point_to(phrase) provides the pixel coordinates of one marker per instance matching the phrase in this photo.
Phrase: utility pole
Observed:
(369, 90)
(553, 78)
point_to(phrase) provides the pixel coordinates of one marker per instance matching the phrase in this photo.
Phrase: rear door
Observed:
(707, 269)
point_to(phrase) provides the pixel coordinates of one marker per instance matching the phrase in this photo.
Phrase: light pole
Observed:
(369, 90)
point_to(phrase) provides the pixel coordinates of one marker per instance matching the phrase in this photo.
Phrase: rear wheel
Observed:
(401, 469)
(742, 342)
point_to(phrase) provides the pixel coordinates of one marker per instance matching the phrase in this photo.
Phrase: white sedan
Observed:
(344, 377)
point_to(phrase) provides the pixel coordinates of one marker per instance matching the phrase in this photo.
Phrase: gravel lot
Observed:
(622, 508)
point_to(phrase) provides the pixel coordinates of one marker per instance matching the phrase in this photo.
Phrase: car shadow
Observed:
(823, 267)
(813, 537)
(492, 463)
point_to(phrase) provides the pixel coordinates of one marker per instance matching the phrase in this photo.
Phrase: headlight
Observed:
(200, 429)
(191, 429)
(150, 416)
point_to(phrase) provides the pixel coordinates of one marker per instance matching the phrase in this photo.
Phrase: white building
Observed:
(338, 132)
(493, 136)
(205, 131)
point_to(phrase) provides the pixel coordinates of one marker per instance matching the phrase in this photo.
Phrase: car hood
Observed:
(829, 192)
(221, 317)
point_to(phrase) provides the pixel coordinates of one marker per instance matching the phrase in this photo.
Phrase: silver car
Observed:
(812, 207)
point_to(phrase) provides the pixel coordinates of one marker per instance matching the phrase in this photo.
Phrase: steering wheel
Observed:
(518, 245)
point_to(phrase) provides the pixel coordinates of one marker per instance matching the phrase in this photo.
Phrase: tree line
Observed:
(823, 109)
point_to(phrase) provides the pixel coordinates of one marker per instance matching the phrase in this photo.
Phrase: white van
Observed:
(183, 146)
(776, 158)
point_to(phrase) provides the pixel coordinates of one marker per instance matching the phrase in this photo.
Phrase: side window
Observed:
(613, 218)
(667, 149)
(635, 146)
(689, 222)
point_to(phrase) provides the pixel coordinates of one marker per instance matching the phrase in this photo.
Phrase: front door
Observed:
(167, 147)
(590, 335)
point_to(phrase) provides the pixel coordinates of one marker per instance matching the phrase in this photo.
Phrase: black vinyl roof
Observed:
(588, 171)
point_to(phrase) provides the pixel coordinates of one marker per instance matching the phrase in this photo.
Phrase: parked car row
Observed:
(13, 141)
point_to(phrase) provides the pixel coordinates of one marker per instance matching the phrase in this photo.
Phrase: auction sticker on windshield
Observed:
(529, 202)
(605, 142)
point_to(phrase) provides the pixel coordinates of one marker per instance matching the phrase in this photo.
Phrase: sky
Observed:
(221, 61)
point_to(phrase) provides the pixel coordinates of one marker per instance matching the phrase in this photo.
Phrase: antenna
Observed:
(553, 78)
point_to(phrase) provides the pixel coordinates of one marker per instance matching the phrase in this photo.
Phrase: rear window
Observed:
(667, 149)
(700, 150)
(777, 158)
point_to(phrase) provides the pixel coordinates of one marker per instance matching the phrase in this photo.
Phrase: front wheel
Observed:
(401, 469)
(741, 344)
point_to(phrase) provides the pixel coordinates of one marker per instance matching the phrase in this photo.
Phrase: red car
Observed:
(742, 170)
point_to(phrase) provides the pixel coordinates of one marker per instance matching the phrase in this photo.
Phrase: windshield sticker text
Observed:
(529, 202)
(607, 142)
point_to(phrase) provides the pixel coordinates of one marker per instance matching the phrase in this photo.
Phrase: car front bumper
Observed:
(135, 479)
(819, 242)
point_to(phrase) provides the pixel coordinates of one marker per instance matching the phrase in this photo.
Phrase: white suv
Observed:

──────────────────────────────

§ The problem: Every line above that holds the string "windshield" should be copied out.

§ Response area:
Phrase: auction sticker on windshield
Phrase: windshield sticker text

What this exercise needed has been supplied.